How many lines in the entries below contain the string "gray"? Case counts. Reply with the number only.

- DATA:
>>
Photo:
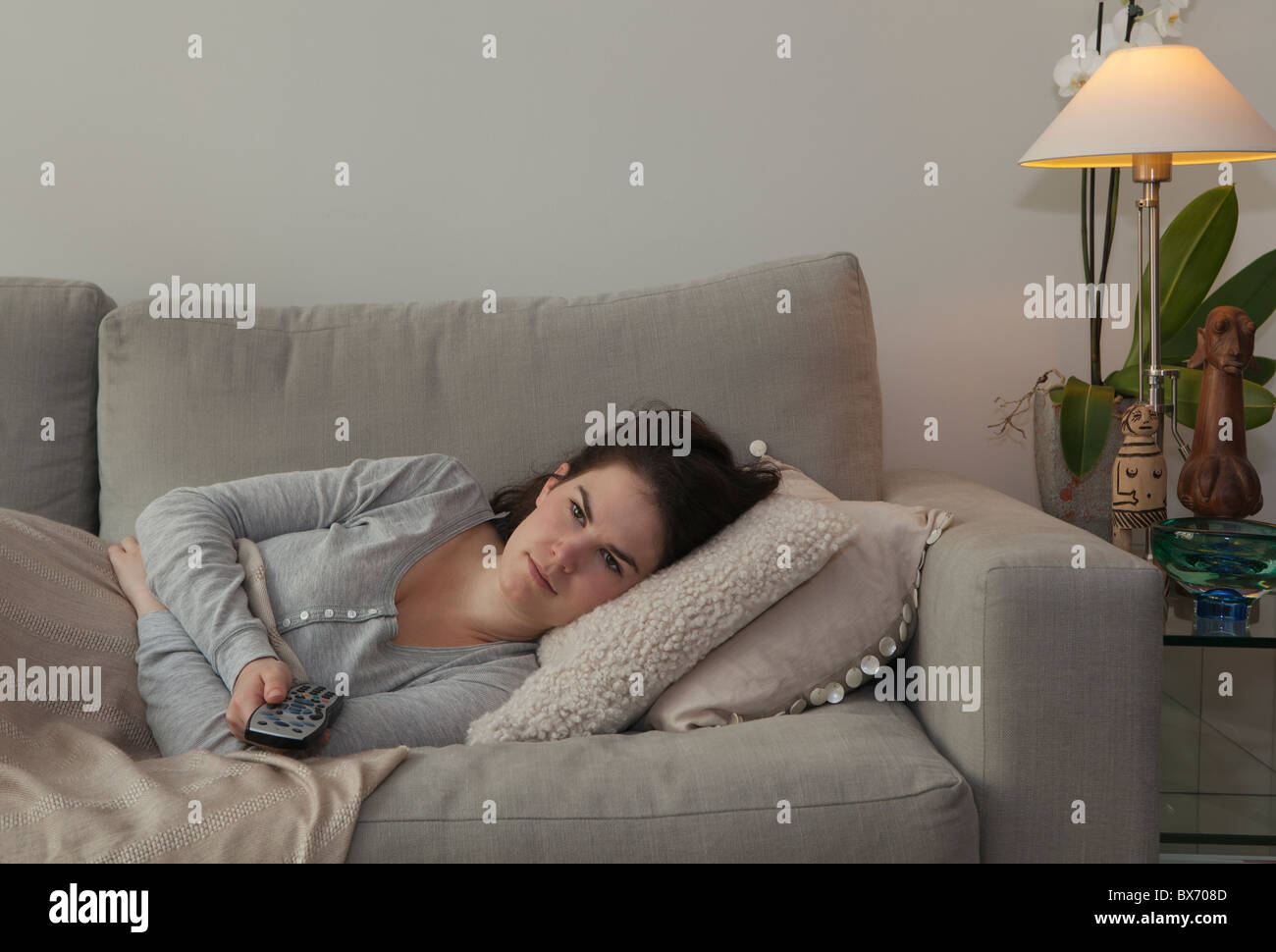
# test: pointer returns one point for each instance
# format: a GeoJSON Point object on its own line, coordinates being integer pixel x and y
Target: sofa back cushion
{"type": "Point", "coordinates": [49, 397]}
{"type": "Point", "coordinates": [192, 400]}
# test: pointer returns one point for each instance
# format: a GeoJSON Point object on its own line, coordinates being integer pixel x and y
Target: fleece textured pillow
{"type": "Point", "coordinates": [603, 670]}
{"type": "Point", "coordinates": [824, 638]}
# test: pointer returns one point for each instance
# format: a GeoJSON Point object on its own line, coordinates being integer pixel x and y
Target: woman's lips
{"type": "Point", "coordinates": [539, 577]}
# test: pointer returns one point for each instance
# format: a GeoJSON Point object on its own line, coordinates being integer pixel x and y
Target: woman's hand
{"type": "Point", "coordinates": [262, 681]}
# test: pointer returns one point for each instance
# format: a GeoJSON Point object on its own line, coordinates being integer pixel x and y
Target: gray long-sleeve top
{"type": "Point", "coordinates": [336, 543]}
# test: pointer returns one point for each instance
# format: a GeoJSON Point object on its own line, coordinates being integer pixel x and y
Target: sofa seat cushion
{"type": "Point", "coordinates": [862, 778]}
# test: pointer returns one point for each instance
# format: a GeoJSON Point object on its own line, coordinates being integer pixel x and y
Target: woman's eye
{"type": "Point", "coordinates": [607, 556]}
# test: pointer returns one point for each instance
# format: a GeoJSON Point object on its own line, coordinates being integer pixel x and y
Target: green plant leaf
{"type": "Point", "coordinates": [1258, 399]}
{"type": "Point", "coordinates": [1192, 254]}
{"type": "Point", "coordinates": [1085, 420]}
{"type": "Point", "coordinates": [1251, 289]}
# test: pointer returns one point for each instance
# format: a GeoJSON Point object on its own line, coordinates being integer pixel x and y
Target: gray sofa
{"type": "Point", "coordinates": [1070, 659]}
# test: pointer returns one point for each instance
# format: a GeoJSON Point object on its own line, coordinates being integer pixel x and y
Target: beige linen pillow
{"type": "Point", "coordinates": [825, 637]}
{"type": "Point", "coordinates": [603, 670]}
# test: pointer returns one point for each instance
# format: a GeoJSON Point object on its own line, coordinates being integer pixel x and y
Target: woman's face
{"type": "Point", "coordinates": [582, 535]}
<<
>>
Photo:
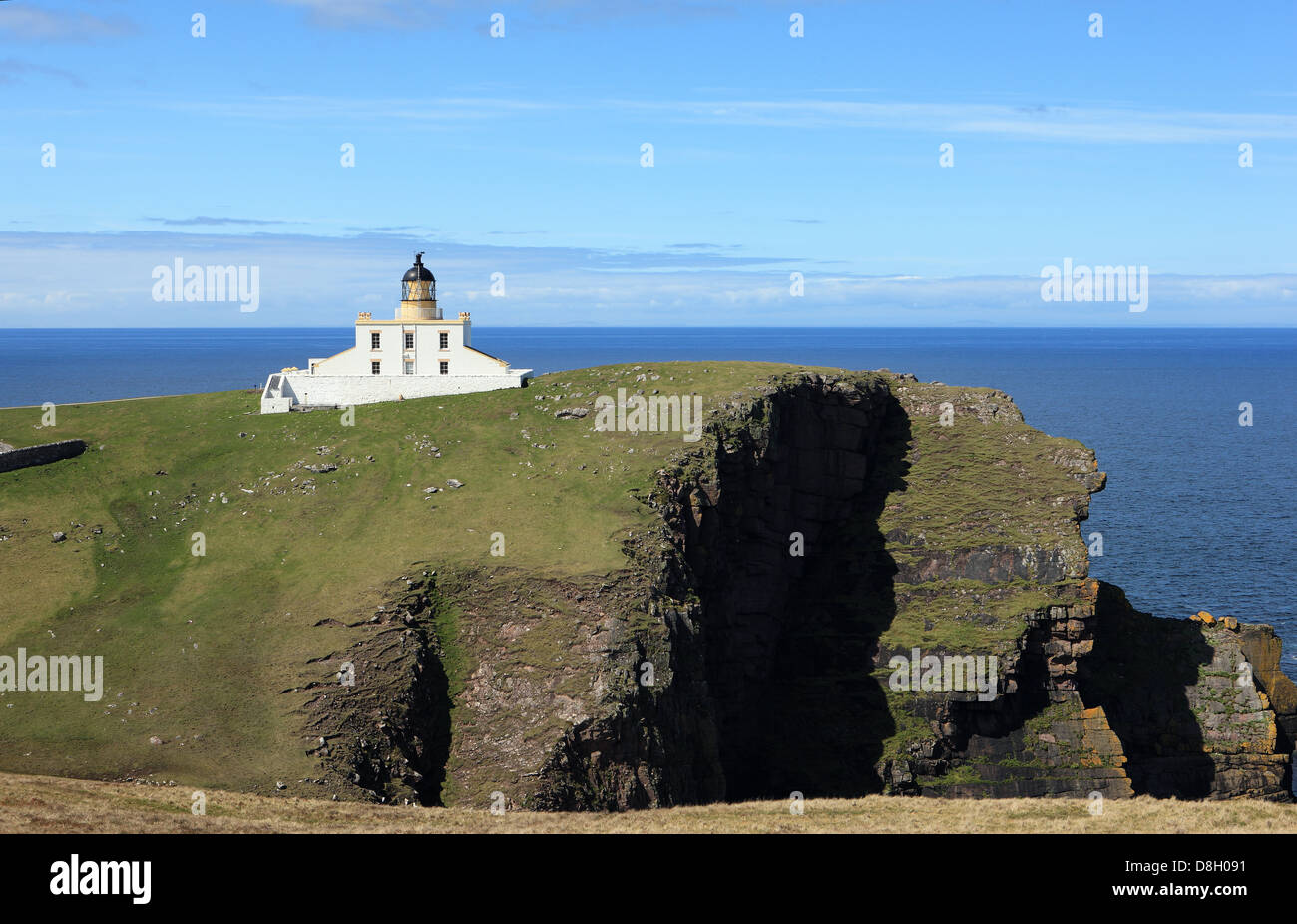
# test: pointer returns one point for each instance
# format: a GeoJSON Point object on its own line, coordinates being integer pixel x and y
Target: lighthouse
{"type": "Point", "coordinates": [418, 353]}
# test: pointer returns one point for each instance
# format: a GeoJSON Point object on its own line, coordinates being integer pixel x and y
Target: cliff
<<
- FULL RESPONSE: 2